*Try it:* Every line in the listing should be set down again verbatim.

**** The data ****

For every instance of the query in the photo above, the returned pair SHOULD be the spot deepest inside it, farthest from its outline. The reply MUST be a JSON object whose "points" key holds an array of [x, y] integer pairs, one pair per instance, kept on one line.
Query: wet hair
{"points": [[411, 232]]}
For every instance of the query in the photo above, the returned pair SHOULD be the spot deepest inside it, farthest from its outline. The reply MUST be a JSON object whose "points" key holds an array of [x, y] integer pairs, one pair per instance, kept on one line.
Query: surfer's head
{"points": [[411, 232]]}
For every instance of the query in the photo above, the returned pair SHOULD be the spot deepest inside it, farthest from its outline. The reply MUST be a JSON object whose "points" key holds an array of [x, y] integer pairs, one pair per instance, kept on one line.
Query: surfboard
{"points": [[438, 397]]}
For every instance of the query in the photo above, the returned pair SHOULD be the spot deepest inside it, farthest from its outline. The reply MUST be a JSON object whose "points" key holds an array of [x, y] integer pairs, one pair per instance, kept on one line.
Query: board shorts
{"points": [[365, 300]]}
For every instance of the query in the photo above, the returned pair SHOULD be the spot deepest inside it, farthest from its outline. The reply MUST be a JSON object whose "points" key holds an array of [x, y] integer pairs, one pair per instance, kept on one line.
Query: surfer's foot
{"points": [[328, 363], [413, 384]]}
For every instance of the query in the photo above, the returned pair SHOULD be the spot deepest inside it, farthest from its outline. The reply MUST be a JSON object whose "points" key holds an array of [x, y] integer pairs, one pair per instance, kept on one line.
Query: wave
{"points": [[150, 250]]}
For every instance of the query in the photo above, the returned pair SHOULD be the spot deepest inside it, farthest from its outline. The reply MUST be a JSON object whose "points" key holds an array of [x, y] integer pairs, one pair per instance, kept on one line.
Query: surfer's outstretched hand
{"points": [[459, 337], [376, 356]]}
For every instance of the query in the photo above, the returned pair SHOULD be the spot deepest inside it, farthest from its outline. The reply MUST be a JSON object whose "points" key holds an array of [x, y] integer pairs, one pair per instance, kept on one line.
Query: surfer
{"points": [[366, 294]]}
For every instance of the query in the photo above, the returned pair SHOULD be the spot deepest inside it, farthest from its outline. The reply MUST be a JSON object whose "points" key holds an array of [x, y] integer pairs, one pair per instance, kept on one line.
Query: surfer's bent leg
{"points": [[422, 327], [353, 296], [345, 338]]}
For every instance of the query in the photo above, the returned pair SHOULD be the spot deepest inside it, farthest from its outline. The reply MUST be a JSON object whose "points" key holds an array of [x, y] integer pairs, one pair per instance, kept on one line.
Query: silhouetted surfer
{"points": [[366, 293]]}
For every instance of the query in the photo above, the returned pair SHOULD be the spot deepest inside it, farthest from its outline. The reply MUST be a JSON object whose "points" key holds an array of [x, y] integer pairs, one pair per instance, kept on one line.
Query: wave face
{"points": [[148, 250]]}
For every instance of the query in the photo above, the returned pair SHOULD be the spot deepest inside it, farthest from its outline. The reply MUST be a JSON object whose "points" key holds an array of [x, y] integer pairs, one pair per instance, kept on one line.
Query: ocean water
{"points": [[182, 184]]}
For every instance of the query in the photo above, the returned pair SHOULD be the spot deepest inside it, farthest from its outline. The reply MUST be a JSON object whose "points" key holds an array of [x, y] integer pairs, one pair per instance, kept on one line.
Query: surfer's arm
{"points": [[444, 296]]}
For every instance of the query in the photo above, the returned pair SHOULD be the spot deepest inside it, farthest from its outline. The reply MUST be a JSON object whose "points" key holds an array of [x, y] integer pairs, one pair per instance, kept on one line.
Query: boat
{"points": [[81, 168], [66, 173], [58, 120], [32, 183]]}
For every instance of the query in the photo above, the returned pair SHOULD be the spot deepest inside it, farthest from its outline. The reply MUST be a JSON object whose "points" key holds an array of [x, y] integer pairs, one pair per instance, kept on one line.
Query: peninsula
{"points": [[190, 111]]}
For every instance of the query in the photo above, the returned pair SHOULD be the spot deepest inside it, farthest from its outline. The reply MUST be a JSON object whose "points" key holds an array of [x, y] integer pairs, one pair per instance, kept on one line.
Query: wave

****

*Written answer:*
For every instance of the query in the photo above, the returned pair SHOULD be the spot deepest inside it, farthest from its outline. The reply MUST be a JSON object whose "points" key holds an array of [x, y] integer pairs, one pair per instance, kept on one line.
Query: wet hair
{"points": [[411, 232]]}
For every instance of the query in the photo above, the returned pair SHOULD be the spot deepest inside it, farthest from its outline. The reply MUST be a JSON object whose "points" key holds an array of [x, y] integer pairs, one pair per instance, kept on one line.
Query: surfer's head
{"points": [[411, 232]]}
For every instance of the query in the photo above, the returned pair SHOULD be the spot deepest inside it, farthest from its outline. The reply MUST be a JSON object whose "points" key holds an array of [x, y] integer pairs, one pair per instance, kept on one line.
Query: surfboard
{"points": [[438, 397]]}
For every instance of the query in the photo above, the returned pair SHOULD be the spot deepest inside it, farthest from its outline. The reply MUST be a JSON object whose "points" key holds an array of [x, y] integer pairs, one pair per instance, kept on one line.
Query: board shorts
{"points": [[365, 300]]}
For every instance of the query in the photo above, the returned pair SHOULD be the spot deepest inside it, farthest from its outline. The reply MUST be a JSON object whose "points" key holds an array of [x, y] integer pairs, one pair per instance, kept on one line.
Query: surfer's foot
{"points": [[328, 363], [413, 384]]}
For every instance of the query in the photo above, the returned pair SHOULD be the spot deepest inside it, farthest from its outline. The reply MUST be a JSON object whose "points" key holds an array of [x, y] integer pairs, one pair per instance, kept on one line.
Query: wave
{"points": [[150, 250]]}
For every instance of the query in the photo above, the returned pair SHOULD be the spot deepest inside it, farthest from its outline. The reply MUST be a JSON object whose "points" key holds an array of [x, y] integer pairs, one pair per instance, kept on one line.
Query: surfer's outstretched hand
{"points": [[459, 337], [376, 356]]}
For every instance of the query in the photo above, the returned pair SHOULD be the spot deepest inside it, farthest from its outline. The reply MUST be a JSON object whose "points" key holds an array of [x, y] integer pairs, one pair per instance, kept on one line.
Query: surfer
{"points": [[366, 294]]}
For every instance of the query in the photo above, the returned pair SHOULD be the spot deepest inside it, farthest from its outline. The reply MUST be a JSON object whose "points" key holds an array of [x, y] integer pairs, one pair per instance, kept on one line.
Query: surfer's bent leg
{"points": [[422, 327], [353, 296], [345, 338]]}
For every instance of the query in the photo above, the returned pair SHOULD be the spot deepest inside it, farthest from its outline. The reply MUST be a JSON object whose "points" key holds an array of [x, y] integer pairs, one pair per instance, kept on one line.
Query: silhouetted surfer
{"points": [[366, 293]]}
For every instance of the query in the photo above, the returned pair SHOULD be the spot deepest inside it, farthest from its outline. The reply MUST be a JSON object whose "points" key holds an array of [x, y] integer pairs, one pair per instance, kept on one line.
Query: wave face
{"points": [[148, 250]]}
For every instance of the query in the photo above, the returned pair SHOULD be the spot deepest inside it, farthest from its outline. The reply MUST be a JSON object whose "points" key holds an array of [x, y] integer pairs, one pair per instance, kept on one line.
Query: ocean water
{"points": [[182, 184]]}
For every instance of the query in the photo above, the returned pair SHOULD be the spot deepest inside it, farthest from its outline. The reply MUST be a JSON object whose "points" key holds an array of [x, y] integer pairs, one pair per instance, kept on one line.
Query: surfer's arm
{"points": [[444, 296]]}
For every instance of the query in the photo above, the returned pair SHOULD be the spot deepest inside it, farthest from its outline. The reply MUST be a JSON object whose "points" key holds an array of [x, y] integer pairs, one pair per instance, kept on one line.
Query: boat
{"points": [[81, 168], [66, 173], [58, 120], [32, 183]]}
For every instance of the query in the photo above, the returned pair SHOULD be the spot deepest inside it, farthest from its outline. The reply MUST be a JSON object whose "points" key holds an array of [x, y] integer pairs, one pair per instance, kept on one line.
Query: peninsula
{"points": [[190, 111]]}
For every instance of the query in the photo above, the returned pair SHOULD be the spot deepest inside it, farthest from its outline. The reply MUST be a JSON object whose "points" key holds an array of [x, y] integer pairs, one pair per instance, kept on one line.
Query: wave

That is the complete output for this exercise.